What is asked: Convert every line of the records into a Markdown table with the columns Row and Line, numbering the rows and omitting any blank lines.
━━━ Extracted information
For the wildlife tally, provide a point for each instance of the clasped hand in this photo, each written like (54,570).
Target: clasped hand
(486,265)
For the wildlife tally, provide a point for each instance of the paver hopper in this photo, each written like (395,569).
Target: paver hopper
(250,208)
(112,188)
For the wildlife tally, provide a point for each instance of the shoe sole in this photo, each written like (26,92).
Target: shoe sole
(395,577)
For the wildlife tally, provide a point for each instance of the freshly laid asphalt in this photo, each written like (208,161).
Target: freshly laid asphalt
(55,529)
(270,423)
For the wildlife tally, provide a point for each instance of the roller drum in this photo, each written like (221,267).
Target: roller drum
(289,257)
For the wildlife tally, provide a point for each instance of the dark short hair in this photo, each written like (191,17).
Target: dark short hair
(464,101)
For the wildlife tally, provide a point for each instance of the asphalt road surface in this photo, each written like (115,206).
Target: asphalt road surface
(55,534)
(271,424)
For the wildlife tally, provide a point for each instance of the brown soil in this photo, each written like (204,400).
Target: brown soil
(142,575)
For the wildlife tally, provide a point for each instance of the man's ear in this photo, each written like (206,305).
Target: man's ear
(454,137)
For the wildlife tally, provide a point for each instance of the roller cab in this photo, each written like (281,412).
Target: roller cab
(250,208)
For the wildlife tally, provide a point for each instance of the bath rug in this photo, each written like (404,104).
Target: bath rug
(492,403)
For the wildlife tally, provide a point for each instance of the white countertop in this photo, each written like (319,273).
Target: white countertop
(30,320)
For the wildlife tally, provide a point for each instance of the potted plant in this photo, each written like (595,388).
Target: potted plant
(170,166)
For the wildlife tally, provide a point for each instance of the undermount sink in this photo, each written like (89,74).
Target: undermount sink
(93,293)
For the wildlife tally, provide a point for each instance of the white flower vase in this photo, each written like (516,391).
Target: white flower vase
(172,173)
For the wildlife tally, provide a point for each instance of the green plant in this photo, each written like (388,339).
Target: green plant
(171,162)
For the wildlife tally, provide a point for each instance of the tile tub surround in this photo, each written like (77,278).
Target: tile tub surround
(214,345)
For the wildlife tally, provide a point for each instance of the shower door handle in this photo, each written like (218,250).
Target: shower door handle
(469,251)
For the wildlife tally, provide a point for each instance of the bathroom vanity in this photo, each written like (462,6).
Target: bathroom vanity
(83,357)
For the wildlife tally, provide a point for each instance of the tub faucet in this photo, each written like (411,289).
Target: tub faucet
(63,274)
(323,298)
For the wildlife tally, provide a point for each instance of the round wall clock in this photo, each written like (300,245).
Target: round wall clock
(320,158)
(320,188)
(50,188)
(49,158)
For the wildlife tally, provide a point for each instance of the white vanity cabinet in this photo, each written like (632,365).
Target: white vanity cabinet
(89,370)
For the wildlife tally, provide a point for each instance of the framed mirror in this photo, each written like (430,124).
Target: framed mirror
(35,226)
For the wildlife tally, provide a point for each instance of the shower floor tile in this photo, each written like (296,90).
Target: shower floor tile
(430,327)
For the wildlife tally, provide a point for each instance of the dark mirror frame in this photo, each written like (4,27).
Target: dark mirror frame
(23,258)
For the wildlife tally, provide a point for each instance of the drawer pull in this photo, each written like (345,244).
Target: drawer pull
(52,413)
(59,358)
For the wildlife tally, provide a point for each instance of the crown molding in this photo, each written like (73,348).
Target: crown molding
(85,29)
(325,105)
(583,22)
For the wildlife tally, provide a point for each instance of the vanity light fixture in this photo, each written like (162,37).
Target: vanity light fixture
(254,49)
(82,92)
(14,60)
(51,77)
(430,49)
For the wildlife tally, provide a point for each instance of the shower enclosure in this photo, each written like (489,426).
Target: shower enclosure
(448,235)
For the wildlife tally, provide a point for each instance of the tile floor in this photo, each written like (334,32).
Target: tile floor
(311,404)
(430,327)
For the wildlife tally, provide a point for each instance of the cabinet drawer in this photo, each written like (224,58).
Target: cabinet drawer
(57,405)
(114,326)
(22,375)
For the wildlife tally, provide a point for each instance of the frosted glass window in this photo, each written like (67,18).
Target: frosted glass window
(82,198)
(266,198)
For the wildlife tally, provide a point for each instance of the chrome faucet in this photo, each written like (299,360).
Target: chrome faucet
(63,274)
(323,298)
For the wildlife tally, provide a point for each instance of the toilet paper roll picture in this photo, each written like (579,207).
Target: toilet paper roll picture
━━━━━━
Complete output:
| Row | Line |
|---|---|
| 1 | For the wildlife tally, provide a point for each instance of the clasped hand in this photo, each written like (54,570). |
| 2 | Target: clasped hand |
| 3 | (486,265) |
| 4 | For the wildlife tally, provide a point for each instance of the paver hopper in this photo, each written like (395,569). |
| 5 | Target: paver hopper |
| 6 | (250,208) |
| 7 | (112,188) |
| 8 | For the wildlife tally, provide a point for each instance of the shoe sole in this photo, each written like (26,92). |
| 9 | Target: shoe sole |
| 10 | (395,577) |
| 11 | For the wildlife tally, provide a point for each instance of the freshly laid asphalt in this photo, each written like (208,161). |
| 12 | Target: freshly laid asphalt |
| 13 | (55,529) |
| 14 | (270,423) |
| 15 | For the wildlife tally, provide a point for each instance of the roller drum in this photo, each written like (221,267). |
| 16 | Target: roller drum |
| 17 | (289,257) |
| 18 | For the wildlife tally, provide a point for each instance of the dark short hair in this photo, each written like (191,17). |
| 19 | Target: dark short hair |
| 20 | (464,101) |
| 21 | For the wildlife tally, provide a point for each instance of the asphalt road surface in this photo, each written like (115,206). |
| 22 | Target: asphalt road surface |
| 23 | (55,534) |
| 24 | (271,424) |
| 25 | For the wildlife tally, provide a point for each instance of the brown soil in this photo, each written like (204,400). |
| 26 | Target: brown soil |
| 27 | (142,575) |
| 28 | For the wildlife tally, provide a point for each instance of the man's ear in this photo, each written like (206,305). |
| 29 | Target: man's ear |
| 30 | (454,137) |
| 31 | For the wildlife tally, provide a point for each instance of the roller cab in this photo, each written like (281,412). |
| 32 | Target: roller cab |
| 33 | (250,208) |
| 34 | For the wildlife tally, provide a point for each instance of the bath rug in this photo, each written like (404,104). |
| 35 | Target: bath rug |
| 36 | (492,403) |
| 37 | For the wildlife tally, provide a point for each instance of the white countertop in this photo, each written like (319,273). |
| 38 | Target: white countertop |
| 39 | (30,320) |
| 40 | For the wildlife tally, provide a point for each instance of the potted plant in this photo, each written like (595,388). |
| 41 | Target: potted plant |
| 42 | (170,166) |
| 43 | For the wildlife tally, provide a point for each instance of the undermount sink in this photo, each written like (89,74). |
| 44 | Target: undermount sink |
| 45 | (93,293) |
| 46 | For the wildlife tally, provide a point for each instance of the white flower vase in this photo, each written like (516,391). |
| 47 | Target: white flower vase |
| 48 | (172,173) |
| 49 | For the wildlife tally, provide a point for each instance of the green plant in this photo, each written like (388,339). |
| 50 | Target: green plant |
| 51 | (171,162) |
| 52 | For the wildlife tally, provide a point for each instance of the tile tub surround in this photo, each written like (77,278). |
| 53 | Target: tile tub surround |
| 54 | (214,345) |
| 55 | For the wildlife tally, provide a point for each instance of the shower door handle in this photo, each written like (218,250). |
| 56 | Target: shower door handle |
| 57 | (469,251) |
| 58 | For the wildlife tally, provide a point for each instance of the bathroom vanity in this photo, each written like (462,6). |
| 59 | Target: bathroom vanity |
| 60 | (83,357) |
| 61 | For the wildlife tally, provide a point for each instance of the tub faucet in this photo, each written like (411,289). |
| 62 | Target: tub faucet |
| 63 | (63,274) |
| 64 | (323,298) |
| 65 | For the wildlife tally, provide a point for each instance of the round wall clock in this photo, each written like (300,245). |
| 66 | Target: round wall clock |
| 67 | (320,158) |
| 68 | (320,188) |
| 69 | (50,188) |
| 70 | (49,158) |
| 71 | For the wildlife tally, provide a point for each instance of the white vanity cabinet in this photo, each written like (632,365). |
| 72 | Target: white vanity cabinet |
| 73 | (89,370) |
| 74 | For the wildlife tally, provide a point for each instance of the framed mirror in this photo, each written like (430,124). |
| 75 | Target: framed mirror |
| 76 | (35,226) |
| 77 | For the wildlife tally, provide a point for each instance of the shower floor tile in this photo, each written like (296,90). |
| 78 | Target: shower floor tile |
| 79 | (430,327) |
| 80 | For the wildlife tally, provide a point for each instance of the dark mirror frame in this photo, each written like (4,27). |
| 81 | Target: dark mirror frame |
| 82 | (23,258) |
| 83 | For the wildlife tally, provide a point for each instance of the drawer pull in this photo, each written like (345,244). |
| 84 | Target: drawer pull |
| 85 | (52,413) |
| 86 | (59,358) |
| 87 | For the wildlife tally, provide a point for each instance of the crown molding in this photo, each written like (73,348). |
| 88 | Target: crown molding |
| 89 | (85,29) |
| 90 | (325,105) |
| 91 | (583,22) |
| 92 | For the wildlife tally, provide a point for each instance of the vanity light fixture in this photo, each written like (162,37). |
| 93 | Target: vanity light fixture |
| 94 | (254,49) |
| 95 | (82,92) |
| 96 | (14,60) |
| 97 | (51,77) |
| 98 | (430,49) |
| 99 | For the wildlife tally, provide a point for each instance of the shower enclosure in this photo, each written like (489,426). |
| 100 | Target: shower enclosure |
| 101 | (448,235) |
| 102 | For the wildlife tally, provide a point for each instance of the tile floor in this photo, each written like (334,32). |
| 103 | Target: tile floor |
| 104 | (311,404) |
| 105 | (430,327) |
| 106 | For the wildlife tally, provide a point for each instance of the cabinet drawer in this photo, each written like (224,58). |
| 107 | Target: cabinet drawer |
| 108 | (57,405) |
| 109 | (114,326) |
| 110 | (22,375) |
| 111 | For the wildlife tally, provide a point for each instance of the frosted glass window in this photo, each written like (67,18). |
| 112 | Target: frosted glass window |
| 113 | (82,198) |
| 114 | (266,198) |
| 115 | For the wildlife tally, provide a point for each instance of the chrome faucet in this photo, each written like (299,360). |
| 116 | Target: chrome faucet |
| 117 | (63,274) |
| 118 | (323,298) |
| 119 | For the wildlife tally, provide a point for each instance of the toilet paper roll picture in this photo, each written like (579,207). |
| 120 | Target: toilet paper roll picture |